> _Passage provided_:
══════

There is one story which tells how money came to free Tindale from heavy debt and prepare the way for more Bibles. The Bishop of London, Tunstall, was set on destroying copies of the English New Testament. He therefore made a bargain with a merchant of Antwerp, to secure them for him. The merchant was a friend of Tindale, and went to him to tell him he had a customer for his Bibles, The Bishop of London. Tyndale agreed to give the merchant the Bibles to pay-off his debt and finance new editions of the Bible.
The final revision of the Tyndale translations was published in 1534, and that becomes the notable year of his life. In two years he was put to death by strangling in the Netherlands for the unrelated charges of teaching Lutheranism, and his body was burned. However, Tyndale may be considered the father of the King James Version (KJV) since much of his work was transferred to the KJV. The revisers of 1881 declared that while the KJV was the work of many hands, the foundation of it was laid by Tyndale, and that the versions that followed it were substantially reproductions of Tyndale's, or revisions of versions which were themselves almost entirely based on it.
The first "authorised version"
There appeared what is known as the Great Bible in 1539. It was made by Myles Coverdale, and much influenced by Tyndale. The Great Bible was issued to meet a decree that each church should make available in some convenient place the largest possible copy of the whole Bible, where all the parishioners could have access to it and read it at their will. The version gets its name solely from the size of the volume. That decree dates 1538, twelve years after Tyndale's books were burned, and two years after he was burned. The installation of these great books caused tremendous excitement as crowds gathered everywhere. Bishop Bonner caused six copies of the great volume to be located wisely throughout St. Paul's. He found it difficult to make people leave them during the sermons. He was so often interrupted by voices reading to a group, and by the discussions that ensued, that he threatened to have them taken out during the service if people would not be quiet. The Great Bible appeared in seven editions in two years, and continued in recognized power for thirty years. Much of the present English prayer-book is taken from it.

══════

> _Given entries_:

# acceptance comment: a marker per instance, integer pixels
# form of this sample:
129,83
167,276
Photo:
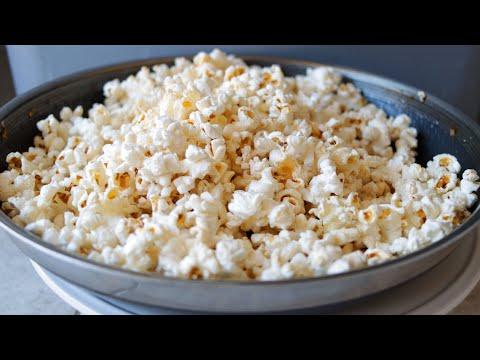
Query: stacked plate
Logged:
437,291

══════

> _Complete the following_:
1: In the passage on Tyndale and the early English Bible, reproduce the text starting at "The final revision" and ending at "based on it.", substituting "translators" for "revisers".
2: According to the passage on Tyndale and the early English Bible, how many copies of the Great Bible did Bishop Bonner have placed throughout St. Paul's?
3: Condense the paragraph of the passage on Tyndale and the early English Bible that begins "There appeared what is known as the Great Bible" into a bulleted list that keeps its main facts.

> _Task solutions_:
1:
The final revision of the Tyndale translations was published in 1534, and that becomes the notable year of his life. In two years he was put to death by strangling in the Netherlands for the unrelated charges of teaching Lutheranism, and his body was burned. However, Tyndale may be considered the father of the King James Version (KJV) since much of his work was transferred to the KJV. The translators of 1881 declared that while the KJV was the work of many hands, the foundation of it was laid by Tyndale, and that the versions that followed it were substantially reproductions of Tyndale's, or revisions of versions which were themselves almost entirely based on it.

2: Six copies.

3:
- The Great Bible appeared in 1539. Myles Coverdale made it, and Tyndale strongly influenced it.
- It was issued to meet a 1538 decree. The decree required each church to place the largest possible copy of the whole Bible where all parishioners could read it freely.
- Its name comes solely from the size of the volume.
- The decree came twelve years after Tyndale's books were burned and two years after he himself was burned.
- Installing the books caused great excitement, and crowds gathered everywhere.
- Bishop Bonner placed six copies throughout St. Paul's. People reading aloud and discussing them interrupted his sermons, so he threatened to have the copies removed during services.
- The Great Bible went through seven editions in two years and remained in recognized use for thirty years.
- Much of the present English prayer-book is taken from it.